#### WORK ORDER:
State the number of lines in these records holding "wristband". Say nothing more.

SUPPLIED DATA Start Marker

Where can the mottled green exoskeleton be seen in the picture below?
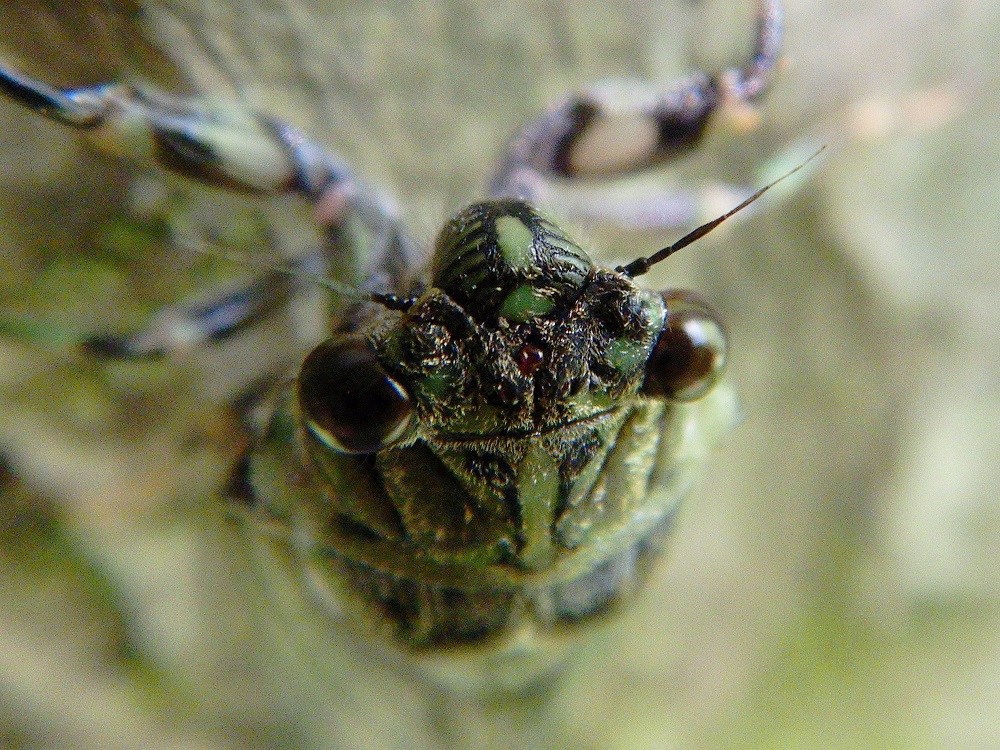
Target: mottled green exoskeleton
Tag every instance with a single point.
(485, 454)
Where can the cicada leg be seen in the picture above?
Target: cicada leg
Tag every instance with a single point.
(612, 130)
(240, 151)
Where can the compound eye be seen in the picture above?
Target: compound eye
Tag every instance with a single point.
(690, 354)
(350, 403)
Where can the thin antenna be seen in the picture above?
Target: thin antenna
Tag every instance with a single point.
(639, 266)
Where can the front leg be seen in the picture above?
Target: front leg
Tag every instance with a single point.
(233, 149)
(614, 130)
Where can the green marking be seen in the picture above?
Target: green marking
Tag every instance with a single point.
(538, 491)
(525, 303)
(515, 240)
(625, 354)
(435, 385)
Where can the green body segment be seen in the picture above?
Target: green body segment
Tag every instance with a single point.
(535, 486)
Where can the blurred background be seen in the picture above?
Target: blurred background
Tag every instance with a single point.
(833, 582)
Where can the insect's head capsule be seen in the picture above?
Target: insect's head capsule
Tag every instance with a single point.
(502, 259)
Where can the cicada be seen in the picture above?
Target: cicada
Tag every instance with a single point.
(487, 453)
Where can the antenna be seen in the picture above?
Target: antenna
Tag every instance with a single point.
(639, 266)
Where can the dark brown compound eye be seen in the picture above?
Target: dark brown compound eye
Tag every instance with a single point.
(349, 402)
(690, 354)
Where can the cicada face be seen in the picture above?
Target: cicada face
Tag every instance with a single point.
(505, 453)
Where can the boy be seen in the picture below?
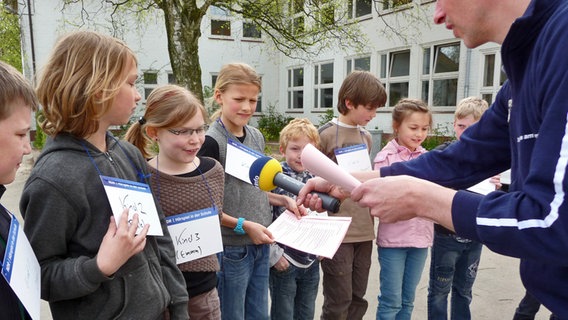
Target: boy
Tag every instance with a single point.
(345, 276)
(454, 261)
(294, 275)
(17, 100)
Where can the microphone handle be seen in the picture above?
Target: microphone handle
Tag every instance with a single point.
(292, 185)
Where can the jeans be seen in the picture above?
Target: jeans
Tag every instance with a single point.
(401, 269)
(293, 292)
(243, 282)
(453, 267)
(345, 279)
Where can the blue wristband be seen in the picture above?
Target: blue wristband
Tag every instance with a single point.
(239, 227)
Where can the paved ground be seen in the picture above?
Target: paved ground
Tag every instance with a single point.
(497, 289)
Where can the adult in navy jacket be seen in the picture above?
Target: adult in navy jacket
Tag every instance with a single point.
(525, 129)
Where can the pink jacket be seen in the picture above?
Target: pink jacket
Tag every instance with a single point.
(414, 233)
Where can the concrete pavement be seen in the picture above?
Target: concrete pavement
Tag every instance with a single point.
(496, 292)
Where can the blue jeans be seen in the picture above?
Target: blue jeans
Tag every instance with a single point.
(401, 269)
(453, 267)
(243, 282)
(293, 292)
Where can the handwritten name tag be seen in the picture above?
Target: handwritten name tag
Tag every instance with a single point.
(135, 196)
(195, 234)
(239, 159)
(21, 269)
(354, 158)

SUPPLIED DATA End Marker

#### SOLUTION TO THE PROBLEM:
2